Coordinate annotation entries:
BEGIN

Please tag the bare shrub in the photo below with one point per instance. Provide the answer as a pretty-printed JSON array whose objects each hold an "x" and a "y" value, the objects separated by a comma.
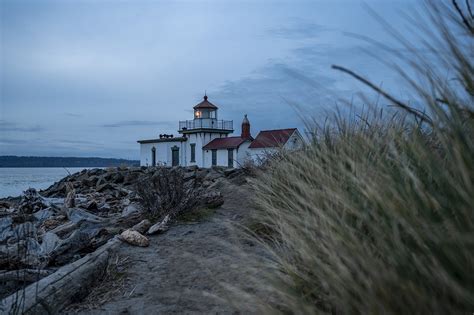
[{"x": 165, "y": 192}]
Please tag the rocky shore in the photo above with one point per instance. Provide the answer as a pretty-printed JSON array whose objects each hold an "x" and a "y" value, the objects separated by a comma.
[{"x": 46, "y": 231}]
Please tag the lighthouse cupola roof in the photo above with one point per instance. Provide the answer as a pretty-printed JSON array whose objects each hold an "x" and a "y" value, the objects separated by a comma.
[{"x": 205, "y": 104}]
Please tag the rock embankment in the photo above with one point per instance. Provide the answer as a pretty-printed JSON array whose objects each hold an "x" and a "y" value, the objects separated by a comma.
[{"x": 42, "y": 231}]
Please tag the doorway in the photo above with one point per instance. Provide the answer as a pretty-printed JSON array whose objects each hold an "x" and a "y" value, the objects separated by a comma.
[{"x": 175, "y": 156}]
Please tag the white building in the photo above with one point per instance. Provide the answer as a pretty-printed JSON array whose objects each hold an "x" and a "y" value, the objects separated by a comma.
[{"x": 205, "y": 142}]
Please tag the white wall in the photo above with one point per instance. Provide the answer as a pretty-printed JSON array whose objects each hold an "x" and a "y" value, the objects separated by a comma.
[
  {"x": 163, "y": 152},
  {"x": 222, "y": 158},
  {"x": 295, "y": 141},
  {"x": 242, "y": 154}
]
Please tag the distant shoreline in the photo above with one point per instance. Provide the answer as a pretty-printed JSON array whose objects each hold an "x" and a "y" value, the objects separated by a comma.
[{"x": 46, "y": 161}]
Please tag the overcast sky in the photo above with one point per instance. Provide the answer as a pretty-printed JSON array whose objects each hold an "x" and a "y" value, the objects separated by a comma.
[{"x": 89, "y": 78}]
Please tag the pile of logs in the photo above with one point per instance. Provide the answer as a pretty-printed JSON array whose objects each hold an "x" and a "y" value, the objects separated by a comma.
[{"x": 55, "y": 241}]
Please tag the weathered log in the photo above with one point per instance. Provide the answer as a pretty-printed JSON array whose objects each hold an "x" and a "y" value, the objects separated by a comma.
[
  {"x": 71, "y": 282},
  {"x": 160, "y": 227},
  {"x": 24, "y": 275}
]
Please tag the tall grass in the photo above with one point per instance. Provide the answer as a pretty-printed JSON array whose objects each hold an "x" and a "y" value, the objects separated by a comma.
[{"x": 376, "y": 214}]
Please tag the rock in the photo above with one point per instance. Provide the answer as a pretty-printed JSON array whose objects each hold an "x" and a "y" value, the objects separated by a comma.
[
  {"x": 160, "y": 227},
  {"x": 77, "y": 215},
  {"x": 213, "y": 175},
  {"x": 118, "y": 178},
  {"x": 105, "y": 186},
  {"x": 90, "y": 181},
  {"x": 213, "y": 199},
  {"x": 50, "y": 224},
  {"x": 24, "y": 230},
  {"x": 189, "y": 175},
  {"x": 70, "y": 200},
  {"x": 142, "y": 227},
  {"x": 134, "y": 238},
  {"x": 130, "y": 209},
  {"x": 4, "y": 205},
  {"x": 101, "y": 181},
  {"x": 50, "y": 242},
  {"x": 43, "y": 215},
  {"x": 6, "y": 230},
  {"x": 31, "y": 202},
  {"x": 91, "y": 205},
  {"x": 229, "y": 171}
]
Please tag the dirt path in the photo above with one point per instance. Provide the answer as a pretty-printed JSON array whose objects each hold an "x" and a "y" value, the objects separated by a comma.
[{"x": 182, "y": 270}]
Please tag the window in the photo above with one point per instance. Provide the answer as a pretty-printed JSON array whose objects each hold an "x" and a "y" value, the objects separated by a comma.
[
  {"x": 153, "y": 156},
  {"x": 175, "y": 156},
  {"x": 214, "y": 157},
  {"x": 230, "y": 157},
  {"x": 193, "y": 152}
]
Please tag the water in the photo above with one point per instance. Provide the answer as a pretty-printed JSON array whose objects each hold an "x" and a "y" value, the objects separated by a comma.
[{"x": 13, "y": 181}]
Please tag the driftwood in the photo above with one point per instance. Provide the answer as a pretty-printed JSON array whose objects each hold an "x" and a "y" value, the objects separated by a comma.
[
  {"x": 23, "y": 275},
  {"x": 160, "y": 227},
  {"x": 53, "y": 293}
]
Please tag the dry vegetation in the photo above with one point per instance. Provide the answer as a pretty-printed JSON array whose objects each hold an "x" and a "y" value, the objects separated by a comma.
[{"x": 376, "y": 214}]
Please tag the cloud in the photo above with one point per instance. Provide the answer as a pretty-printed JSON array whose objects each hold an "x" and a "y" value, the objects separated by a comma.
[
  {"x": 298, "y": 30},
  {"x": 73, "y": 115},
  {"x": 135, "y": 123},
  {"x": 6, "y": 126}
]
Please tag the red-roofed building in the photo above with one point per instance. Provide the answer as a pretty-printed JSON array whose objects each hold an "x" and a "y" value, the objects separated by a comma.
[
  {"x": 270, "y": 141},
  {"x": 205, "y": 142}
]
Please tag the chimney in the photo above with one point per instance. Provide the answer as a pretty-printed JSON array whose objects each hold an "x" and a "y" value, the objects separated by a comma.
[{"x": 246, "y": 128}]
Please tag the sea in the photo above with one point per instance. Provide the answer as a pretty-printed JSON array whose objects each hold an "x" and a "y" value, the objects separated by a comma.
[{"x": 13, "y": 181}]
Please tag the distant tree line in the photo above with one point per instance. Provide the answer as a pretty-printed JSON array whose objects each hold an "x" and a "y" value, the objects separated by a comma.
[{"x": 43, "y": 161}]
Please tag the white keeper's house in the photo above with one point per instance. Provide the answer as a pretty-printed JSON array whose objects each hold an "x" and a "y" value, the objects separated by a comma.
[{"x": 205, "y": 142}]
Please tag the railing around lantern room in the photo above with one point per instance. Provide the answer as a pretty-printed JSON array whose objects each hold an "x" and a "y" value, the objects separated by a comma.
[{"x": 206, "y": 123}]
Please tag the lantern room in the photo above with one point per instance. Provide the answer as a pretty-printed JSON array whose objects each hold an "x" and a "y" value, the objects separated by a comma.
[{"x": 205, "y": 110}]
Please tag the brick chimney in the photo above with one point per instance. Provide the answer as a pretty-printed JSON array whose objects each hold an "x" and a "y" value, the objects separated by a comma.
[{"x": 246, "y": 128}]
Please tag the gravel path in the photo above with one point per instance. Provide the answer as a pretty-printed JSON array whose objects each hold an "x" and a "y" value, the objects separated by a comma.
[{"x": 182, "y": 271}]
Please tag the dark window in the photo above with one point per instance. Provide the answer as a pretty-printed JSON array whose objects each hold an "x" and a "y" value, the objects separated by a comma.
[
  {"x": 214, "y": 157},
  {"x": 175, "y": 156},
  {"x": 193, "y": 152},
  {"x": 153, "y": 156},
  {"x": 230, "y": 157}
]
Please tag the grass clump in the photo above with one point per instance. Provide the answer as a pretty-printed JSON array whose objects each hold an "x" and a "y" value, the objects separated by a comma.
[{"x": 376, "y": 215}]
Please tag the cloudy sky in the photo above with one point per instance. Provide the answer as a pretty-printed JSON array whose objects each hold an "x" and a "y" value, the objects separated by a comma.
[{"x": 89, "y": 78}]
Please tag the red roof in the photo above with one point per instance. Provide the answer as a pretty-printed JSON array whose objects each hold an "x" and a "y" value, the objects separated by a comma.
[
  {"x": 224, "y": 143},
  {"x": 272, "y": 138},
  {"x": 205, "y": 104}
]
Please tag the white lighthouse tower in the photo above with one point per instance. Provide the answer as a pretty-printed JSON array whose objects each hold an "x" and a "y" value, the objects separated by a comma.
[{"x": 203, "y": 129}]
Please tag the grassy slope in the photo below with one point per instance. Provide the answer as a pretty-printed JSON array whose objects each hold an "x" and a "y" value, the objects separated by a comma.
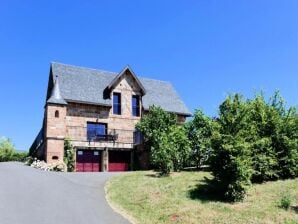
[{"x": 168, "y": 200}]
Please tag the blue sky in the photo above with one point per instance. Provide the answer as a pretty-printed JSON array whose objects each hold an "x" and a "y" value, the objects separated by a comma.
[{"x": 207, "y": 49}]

END

▸ GIVEN PROBLEM
Copy the final portion of the records: every line from the one containing "Please tag the dark" through the last, word for word, without pictures.

▸ RESPONSE TO THIS TASK
Please tag the dark window in the photo above with one point per instance. Provide the answer as a pretty-printed JSON array whose objects each hold an "x" and a "y" value, the objects separated by a comma.
[
  {"x": 214, "y": 157},
  {"x": 175, "y": 156},
  {"x": 193, "y": 152},
  {"x": 153, "y": 156},
  {"x": 230, "y": 157}
]
Please tag the grass clump in the photo above with one point per instance. Provide the answer as a pretty-printed JSON array whose objects each hold an "x" and a "y" value, the objects separated by a comma.
[{"x": 376, "y": 215}]
Please tag the cloudy sky in the photo above with one point per instance. Provide the answer as a pretty-printed JSON array whose objects each hold an "x" and a "y" value, the objects separated by a comma.
[{"x": 89, "y": 78}]
Please tag the red roof in the photo above with one point per instance. Provide the answer as a pretty-printed JSON array whose objects each hold an "x" and a "y" value, the objects separated by a comma.
[
  {"x": 224, "y": 143},
  {"x": 272, "y": 138},
  {"x": 205, "y": 104}
]
Please tag the white lighthouse tower in the photo above with one point per instance. Provide the answer as a pretty-printed JSON array whose objects each hold an "x" and a "y" value, the objects separated by a comma.
[{"x": 203, "y": 129}]
Please tag the grassy slope in the photo below with one point per instance. Provide the answer as a pretty-printed JSON array whose objects each hold an "x" and a "y" value, the objects separated by a comma.
[{"x": 168, "y": 200}]
Please tag the blue sky in the photo above with one point per instance. Provide the answer as a pretty-printed JSON array whose objects each hold an "x" and a "y" value, the objects separated by a comma.
[{"x": 207, "y": 49}]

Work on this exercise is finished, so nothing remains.